ЦИТИРУЕМЫЙ ОТРЫВОК:
%%
И ещё. Поэтический символ – вот гигантский путь, по которому не пошёл Пушкин. Он на многих смотрел и на многое отзывался – об этом сказал Достоевский в своей знаменитой речи, но символического опыта Данте не заметил. Хотя судя по таким шедеврам, как «Анчар», «Бесы», «Утопленник», его кренило в эту сторону. Но не будем гадать на кофейной гуще. Прошёл, так прошёл. В этом его великодушие.
В пушкинском творчестве заложено много идей, некоторые из них развивал тот же Достоевский. Но литературные идеи не объединяют, а разъединяют мир, потому что на одну литературную идею всегда найдётся противоположная ей, и тогда возникает между ними борьба. Кто кого победит. Например, идея отцов и идея детей у Тургенева. Символ же не разъединяет, а объединяет, он целен изначально и глубже самой глубокой идеи потому, что исходит не из человеческого разума, а из самой природы, которая, в отличие от разума, бесконечна.
Но Пушкин прошёл не только мимо Данте, он прошёл и мимо былин и сказок, т.е. народного эпоса, полного самых глубоких и животворных символов. Он блестяще переложил несколько сказок, но не обратил на символы никакого внимания, хотя именно в них и заложено национальное сознание. Один Емеля на печи многое значит для раскрытия наших поступков. А ведь он древнее Обломова, который, как известно, сидит в каждом из нас. «Сказка ложь, да в ней намёк!» - пошутил Пушкин. Это он-то, автор «Утопленника», простонародной сказки, по его определению, исполненной глубочайшей реальности.
%%
ЗАДАНИЯ:
A - Какие шедевры Пушкина перечислены в отрывке о Пушкине как свидетельство того, что его «кренило» в сторону поэтического символа?
B - Пожалуйста, выведите из отрывка о Пушкине фрагмент между словами «И ещё. Поэтический» и «этом его великодушие.» включительно.

ДАННЫЕ:
%%
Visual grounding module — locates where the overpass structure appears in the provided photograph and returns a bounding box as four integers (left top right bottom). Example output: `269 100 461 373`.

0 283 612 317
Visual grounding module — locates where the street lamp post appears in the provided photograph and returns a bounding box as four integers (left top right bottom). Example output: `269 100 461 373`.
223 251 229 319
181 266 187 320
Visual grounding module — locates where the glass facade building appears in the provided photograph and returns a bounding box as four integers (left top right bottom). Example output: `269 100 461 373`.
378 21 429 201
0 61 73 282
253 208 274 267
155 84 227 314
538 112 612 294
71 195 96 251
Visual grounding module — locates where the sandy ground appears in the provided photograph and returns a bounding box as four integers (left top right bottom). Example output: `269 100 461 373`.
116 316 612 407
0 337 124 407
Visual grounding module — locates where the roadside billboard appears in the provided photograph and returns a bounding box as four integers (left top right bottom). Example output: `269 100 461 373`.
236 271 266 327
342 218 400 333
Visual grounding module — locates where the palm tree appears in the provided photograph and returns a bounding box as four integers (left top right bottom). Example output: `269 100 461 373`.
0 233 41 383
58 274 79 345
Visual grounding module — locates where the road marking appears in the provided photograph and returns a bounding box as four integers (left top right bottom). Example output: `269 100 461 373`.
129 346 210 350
%%
%%
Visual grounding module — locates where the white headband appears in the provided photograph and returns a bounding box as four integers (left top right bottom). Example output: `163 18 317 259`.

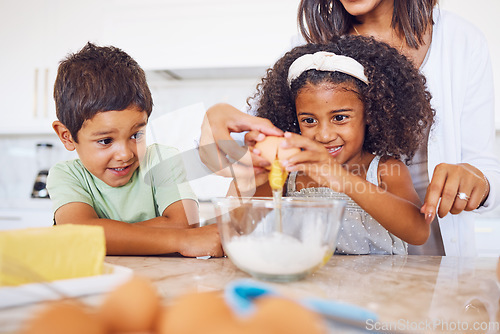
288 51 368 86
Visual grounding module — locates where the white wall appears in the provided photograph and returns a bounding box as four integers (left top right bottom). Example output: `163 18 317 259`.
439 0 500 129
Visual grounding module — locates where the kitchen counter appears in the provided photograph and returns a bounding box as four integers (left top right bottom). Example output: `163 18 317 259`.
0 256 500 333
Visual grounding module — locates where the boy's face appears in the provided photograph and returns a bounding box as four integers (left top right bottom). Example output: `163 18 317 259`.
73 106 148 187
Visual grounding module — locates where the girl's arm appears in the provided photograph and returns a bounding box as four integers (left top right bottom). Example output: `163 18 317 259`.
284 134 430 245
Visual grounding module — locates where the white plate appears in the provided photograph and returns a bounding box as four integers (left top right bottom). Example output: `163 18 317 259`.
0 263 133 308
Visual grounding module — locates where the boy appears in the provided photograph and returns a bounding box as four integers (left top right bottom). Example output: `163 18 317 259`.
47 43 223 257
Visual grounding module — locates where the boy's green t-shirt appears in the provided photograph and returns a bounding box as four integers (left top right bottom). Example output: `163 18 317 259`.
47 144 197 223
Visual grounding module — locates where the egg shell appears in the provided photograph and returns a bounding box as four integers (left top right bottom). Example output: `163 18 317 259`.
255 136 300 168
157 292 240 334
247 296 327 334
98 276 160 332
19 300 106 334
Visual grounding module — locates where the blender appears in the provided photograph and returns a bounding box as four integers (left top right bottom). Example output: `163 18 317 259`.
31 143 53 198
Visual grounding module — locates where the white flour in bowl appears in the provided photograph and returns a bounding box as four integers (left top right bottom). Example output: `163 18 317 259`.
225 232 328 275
%%
%%
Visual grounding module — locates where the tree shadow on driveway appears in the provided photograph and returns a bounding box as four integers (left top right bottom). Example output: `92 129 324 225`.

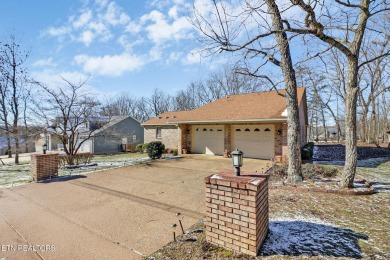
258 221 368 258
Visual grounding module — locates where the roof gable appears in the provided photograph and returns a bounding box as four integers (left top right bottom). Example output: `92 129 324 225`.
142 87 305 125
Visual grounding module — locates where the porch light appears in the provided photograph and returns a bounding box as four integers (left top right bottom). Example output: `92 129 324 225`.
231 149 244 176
%%
ОТВЕТЫ:
A - «Анчар», «Бесы» и «Утопленник».

B -
И ещё. Поэтический символ – вот гигантский путь, по которому не пошёл Пушкин. Он на многих смотрел и на многое отзывался – об этом сказал Достоевский в своей знаменитой речи, но символического опыта Данте не заметил. Хотя судя по таким шедеврам, как «Анчар», «Бесы», «Утопленник», его кренило в эту сторону. Но не будем гадать на кофейной гуще. Прошёл, так прошёл. В этом его великодушие.